V Parte
CONCÍLIO DE TRENTO
(1543-1563)
XIX CONCÍLIO ECUMÊNICO
(CONTRA OS INOVADORES DO SÉCULO XVI)
Sessão VI (13-1-1547)
Decreto sobre a justificação
Do capitulo 13 ao capitulo 16
Cap.
13 – O dom da perseverança
806. O mesmo se deve entender a respeito do dom da perseverança [cân. 16], do qual está escrito: O que perseverar até o fim, este será salvo (Mt 10, 22. 24. 13). Este dom não pode ser obtido senão daquele que é poderoso para sustentar o que está de pé (Rom 14,4) a fim de que continue de pé até o fim, e para erguer novamente aquele que cai. Ninguém se prometa coisa alguma com certeza absoluta, posto que todos devem por e colocar a sua firmíssima esperança no auxílio de Deus. Porque Deus – a não ser que eles mesmos faltem à sua graça – assim como iniciou a obra boa, também a levará a bom termo, operando o querer e o executar (Filip 2, 13) [cân. 22]7. Porém, os que julgam estar de pé, vejam que não caiam (1 Cor 10, 12) e trabalhem em sua salvação com temor e tremor (Filip 2, 12) nos trabalhos, vigílias, esmolas, orações, oblações, jejuns e na castidade (cfr. 2 Cor 6, 3 ss). Sabendo que renasceram na esperança (1 Ped 1, 3) da glória, e não na glória, devem temer a peleja que lhes resta com a carne, com o mundo e com o demônio, peleja da qual não podem sair vencedores, se não obedecerem, com a graça de Deus, à palavra do Apóstolo: Não somos devedores à carne, para que vivamos segundo a carne. Pois, se viverdes segundo a carne, morrereis. Se, porém, com o espírito mortificardes as obras da carne, vivereis (Rom 8, 12 s).
(7)
Cfr. A oração da Igreja "Actiones nostras, quaesumus Domine, aspirando praeveni
et adiuvando prosequere, ut cuncta nostra oratio et operatio a te
semper incipiat et per te coepta finiatur".
Cap.
14 – A queda no pecado e a sua reparação
807.
Aqueles que pelo pecado perderam a graça da justificação, que haviam recebido,
poderão novamente ser justificados [cân. 29] se, excitados por Deus, procurarem
recuperar a graça perdida por meio do sacramento da Penitência, em virtude do
merecimento de Cristo. Este modo de justificação é a reparação do que caiu,
sendo com muito acerto denominada pelos Santos Padres de "segunda tábua
depois do naufrágio da graça perdida"8. Pois, para os que depois do Batismo
caem em pecados, instituiu Jesus Cristo o sacramento da Penitência com as
palavras Recebei o Espírito Santo; àqueles a quem perdoardes os pecados,
ser-lhes-ão perdoados, e àqueles a quem os retiverdes, ser-lhes-ão retidos (Jo
20, 22-23). Por onde se deve ensinar que a Penitência do cristão depois da
queda muito se distingue do Batismo, e que nela está contida não só a renúncia
e a detestação dos pecados, ou o coração contrito e humilhado (Sl 50,
19), mas também a confissão sacramental dos mesmos, ao menos em desejo [in
voto], que se há de cumprir a seu tempo, a absolvição sacerdotal e anda a
satisfação por jejuns, orações, esmolas e outros piedosos exercícios da vida
espiritual, não em lugar do castigo eterno, que é com a culpa perdoado pela
recepção do sacramento ou pelo desejo de recebê-lo, mas em lugar do castigo
temporal [cân. 30], que, como ensinam as Sagradas Letras, nem sempre é perdoado
todo – como sucede no Batismo – àqueles que, ingratos à graça de Deus, contristaram
o Espírito Santo (Ef 4, 30) e não recearam violar o templo de Deus (1
Cor 3, 17). Desta Penitência está escrito: Lembra-te donde caíste, faze
penitência e volta às tuas primeiras obras (Apoc 2, 5); e noutro lugar: A
tristeza que é segundo Deus produz uma penitência estável para a salvação (2
Cor 7, 10); e outra parte: Fazei penitência (Mt 3, 2; 4, 17), e ainda: Fazei
dignos frutos de penitência (Mt 3, 8).

________________________

**Instruções das tarefas**
(A) Por favor, diga se cada afirmação concorda com o decreto sobre a justificação, respondendo sim ou não e citando as palavras decisivas do decreto: (i) o dom da perseverança só pode ser obtido de Deus; (ii) a Penitência do cristão depois da queda é igual ao Batismo; (iii) a satisfação por jejuns, orações e esmolas ocupa o lugar do castigo eterno.
(B) Prossiga o decreto sobre a justificação a partir do ponto em que ele termina.
Este material vem de uma fonte diferente.

________________________

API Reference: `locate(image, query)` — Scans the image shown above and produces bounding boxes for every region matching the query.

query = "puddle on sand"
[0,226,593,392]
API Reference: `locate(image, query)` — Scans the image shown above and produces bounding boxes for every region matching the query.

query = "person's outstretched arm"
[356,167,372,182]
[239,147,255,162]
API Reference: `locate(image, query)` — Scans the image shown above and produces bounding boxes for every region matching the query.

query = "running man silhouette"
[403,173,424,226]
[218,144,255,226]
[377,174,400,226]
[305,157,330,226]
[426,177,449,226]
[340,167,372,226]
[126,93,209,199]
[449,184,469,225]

________________________

**Resultados do exercício**
(A)
(i) Sim: "Este dom não pode ser obtido senão daquele que é poderoso para sustentar o que está de pé".
(ii) Não: "a Penitência do cristão depois da queda muito se distingue do Batismo".
(iii) Não: "não em lugar do castigo eterno".

(B)
(8)
Cfr. Tertuliano, De poenit. 4. 7. 9. 12 (PL 1, 1238 ss); S. Jerônimo,
Ad Demetrium ep. 130, 9 (PL 22, 1115); In Isaiam 2, 3, 56 (PL 24, 65 D); S.
Paciano, Ep. 1, 5 (PL 13, 1056 A); De lapsu virg. Consecr. 8, 38 (PL 16,
379 A).
Cap.
15 – A graça, e não a fé, se perde com qualquer pecado mortal
808.
Também contra fraudulentos espíritos de certos homens, que com doces
palavras e benção seduzem os corações dos inocentes (Rom 16, 18), se deve
assegurar que a graça da justificação, uma vez recebida, não se perde só pela
infidelidade [cân. 27], por meio da qual se perde a própria fé, mas também por
qualquer outro pecado mortal, mesmo quando não se perca a fé [cân. 28]. Por ali
se deve defender a doutrina da lei divina que exclui do reino de Deus não só os
infiéis, mas também os fiéis fornicadores, adúlteros, efeminados, sodomitas,
ladrões, avarentos, beberrões, maldizentes, gatunos (1 Cor 6, 9 s) e todos
os que cometem pecados mortais, dos quais se podem abster com o auxílio da
graça divina, e pelos quais se separam da graça de Cristo [cân. 27].
Cap.
16 — O fruto da justificação, isto é, o merecimento das boas obras e a razão do
merecimento
809. Deste
modo, portanto, devem ser propostas aos homens justificados, quer tenham
conservado a graça recebida, quer a tenham recuperado depois de perdida, as
palavras do Apóstolo: Sede ricos em todas as boas obras, sabendo que o vosso
trabalho não é inútil no Senhor (l Cor 15, 58), pois não é Deus injusto
para se esquecer da vossa obra e do amor que mostrastes ao seu nome (Hb 6,
10). E estas outras: Não queirais perder a vossa confiança, que tem uma
grande remuneração (Hb 10, 35). E por isso aos que trabalham fielmente até
ao fim (Mt 10, 22) e esperam em Deus, se há de propor a vida eterna como
graça misericordiosamente prometida por Cristo aos filhos de Deus, e "como
recompensa"9 que, segundo a promessa do próprio
Deus, será fielmente concedida pelas suas obras e merecimentos [cân. 26 e 32].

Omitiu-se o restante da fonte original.